PROMPT:
Go through the lines below and copy any that hold the string "window".

Dataset entries
○ ○ ○

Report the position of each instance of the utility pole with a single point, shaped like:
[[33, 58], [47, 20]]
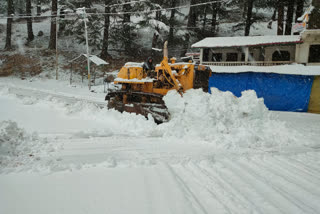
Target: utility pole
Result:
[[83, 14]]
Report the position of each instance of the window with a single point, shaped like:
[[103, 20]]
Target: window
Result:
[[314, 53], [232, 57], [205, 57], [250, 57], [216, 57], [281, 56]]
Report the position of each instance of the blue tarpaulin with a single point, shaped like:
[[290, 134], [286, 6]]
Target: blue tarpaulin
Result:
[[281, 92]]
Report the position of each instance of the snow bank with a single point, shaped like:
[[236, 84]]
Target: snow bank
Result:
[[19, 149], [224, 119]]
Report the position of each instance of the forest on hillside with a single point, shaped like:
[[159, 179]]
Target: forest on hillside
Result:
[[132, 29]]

○ ○ ○

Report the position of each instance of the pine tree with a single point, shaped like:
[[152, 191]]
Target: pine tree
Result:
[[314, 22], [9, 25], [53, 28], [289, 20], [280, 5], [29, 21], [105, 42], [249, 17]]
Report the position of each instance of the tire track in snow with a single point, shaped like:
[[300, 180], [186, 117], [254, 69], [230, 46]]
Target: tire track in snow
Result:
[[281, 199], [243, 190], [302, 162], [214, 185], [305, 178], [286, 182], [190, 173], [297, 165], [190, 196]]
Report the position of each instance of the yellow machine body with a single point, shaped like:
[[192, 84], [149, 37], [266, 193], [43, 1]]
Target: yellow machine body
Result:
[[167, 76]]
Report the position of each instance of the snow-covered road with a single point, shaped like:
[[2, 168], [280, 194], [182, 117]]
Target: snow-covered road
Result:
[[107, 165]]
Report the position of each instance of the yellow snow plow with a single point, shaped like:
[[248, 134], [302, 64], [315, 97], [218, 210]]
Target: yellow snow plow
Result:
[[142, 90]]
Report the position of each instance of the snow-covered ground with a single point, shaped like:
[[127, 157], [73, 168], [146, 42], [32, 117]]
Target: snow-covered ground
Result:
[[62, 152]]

○ ○ ○

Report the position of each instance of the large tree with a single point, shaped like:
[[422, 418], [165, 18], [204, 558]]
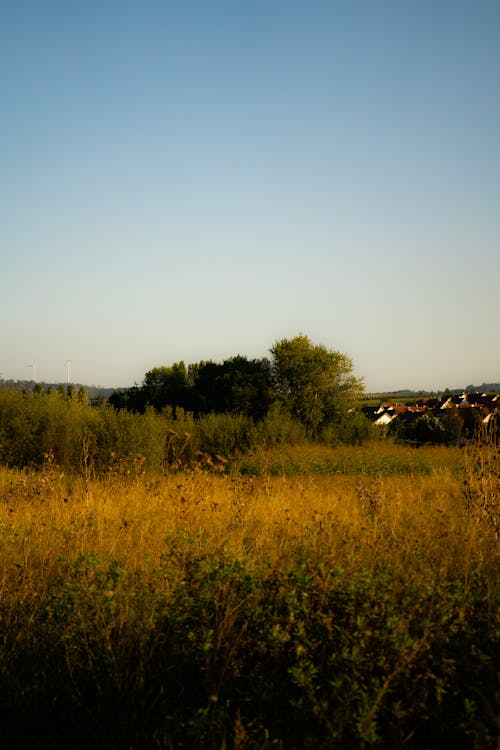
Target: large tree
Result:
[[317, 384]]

○ ○ ○

SOLUTION FOR THIS PROBLEM:
Report the position of each instance of the window with a single point, shaped like:
Target: window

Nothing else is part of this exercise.